SET TASK 1 >> Under the dispute clause, where will any arbitration be held?
SET TASK 2 >> Please quote the stretch of the dispute clause from "Consultation; Arbitration. Any" through "claimed by it.".

Consultation; Arbitration. Any dispute, controversy or claim
between the parties or against any Representative of the other, related to this
or arising out of this Agreement, and any dispute or claim related to the
relationship or duties contemplated hereunder, including the validity of this
clause (a “Dispute”) will be resolved as set forth in this section. Each
party will give written notice to the other party of any Dispute claimed by it.
Promptly following delivery of such notice, a Representative of each party will
meet and will be obligated to attempt in good faith to resolve the Dispute. If
within thirty (30) days following the receipt of notice of a Dispute, the
Dispute has not been resolved such Dispute will be referred to binding
arbitration at the request of any party upon written notice to the other. Such
arbitration proceeding will be administered by the American Arbitration
Association in accordance with the then current Commercial Arbitration Rules
and will be held in the Commonwealth of Puerto Rico. The arbitration will be
governed by the United States Arbitration Act, 9 U.S.C. §§ 1-16 to the
exclusion of any provision of state law inconsistent therewith or which would
produce a different result. A single, neutral arbitrator will determine the
Dispute of the parties and render a final, non-appealable award in accordance
with the applicable substantive law, which shall be binding on the parties.

RECORDED INFORMATION >>
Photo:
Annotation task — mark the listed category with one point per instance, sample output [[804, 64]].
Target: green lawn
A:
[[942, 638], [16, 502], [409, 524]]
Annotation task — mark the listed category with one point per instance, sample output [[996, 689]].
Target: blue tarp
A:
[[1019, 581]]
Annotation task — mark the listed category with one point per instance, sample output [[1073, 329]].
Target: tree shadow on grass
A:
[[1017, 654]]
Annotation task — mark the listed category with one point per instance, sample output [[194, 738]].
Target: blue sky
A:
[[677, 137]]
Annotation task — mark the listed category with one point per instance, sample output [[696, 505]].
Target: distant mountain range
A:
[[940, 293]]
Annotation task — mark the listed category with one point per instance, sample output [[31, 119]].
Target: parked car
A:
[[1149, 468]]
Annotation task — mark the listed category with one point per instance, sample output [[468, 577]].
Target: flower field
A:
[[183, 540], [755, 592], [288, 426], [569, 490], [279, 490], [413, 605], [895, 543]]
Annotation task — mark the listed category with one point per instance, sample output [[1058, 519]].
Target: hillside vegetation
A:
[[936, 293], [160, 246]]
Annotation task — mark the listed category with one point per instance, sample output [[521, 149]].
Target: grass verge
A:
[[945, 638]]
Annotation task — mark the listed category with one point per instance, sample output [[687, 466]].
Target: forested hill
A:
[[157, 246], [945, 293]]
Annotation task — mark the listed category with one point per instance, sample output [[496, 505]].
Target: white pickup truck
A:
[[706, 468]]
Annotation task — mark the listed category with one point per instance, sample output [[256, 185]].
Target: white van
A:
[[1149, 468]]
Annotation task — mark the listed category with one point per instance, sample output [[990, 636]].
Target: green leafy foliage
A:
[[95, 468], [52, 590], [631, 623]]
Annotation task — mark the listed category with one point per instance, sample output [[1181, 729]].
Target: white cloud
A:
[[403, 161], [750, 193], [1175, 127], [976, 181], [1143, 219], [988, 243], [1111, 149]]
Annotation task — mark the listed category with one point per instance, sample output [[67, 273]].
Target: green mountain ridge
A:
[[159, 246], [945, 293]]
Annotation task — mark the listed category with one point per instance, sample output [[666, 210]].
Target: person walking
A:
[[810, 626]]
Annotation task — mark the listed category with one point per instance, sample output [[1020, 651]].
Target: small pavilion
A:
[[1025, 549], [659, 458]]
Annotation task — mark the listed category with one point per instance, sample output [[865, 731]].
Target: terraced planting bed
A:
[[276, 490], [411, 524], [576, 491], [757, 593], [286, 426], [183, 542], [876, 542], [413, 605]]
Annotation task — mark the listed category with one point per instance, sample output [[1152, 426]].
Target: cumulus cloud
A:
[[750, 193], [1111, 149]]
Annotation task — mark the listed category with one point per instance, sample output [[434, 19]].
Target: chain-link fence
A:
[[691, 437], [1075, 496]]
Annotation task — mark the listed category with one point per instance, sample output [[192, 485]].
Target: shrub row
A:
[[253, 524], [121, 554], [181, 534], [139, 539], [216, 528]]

SOLUTION 1 >> In the Commonwealth of Puerto Rico.

SOLUTION 2 >>
Consultation; Arbitration. Any dispute, controversy or claim
between the parties or against any Representative of the other, related to this
or arising out of this Agreement, and any dispute or claim related to the
relationship or duties contemplated hereunder, including the validity of this
clause (a “Dispute”) will be resolved as set forth in this section. Each
party will give written notice to the other party of any Dispute claimed by it.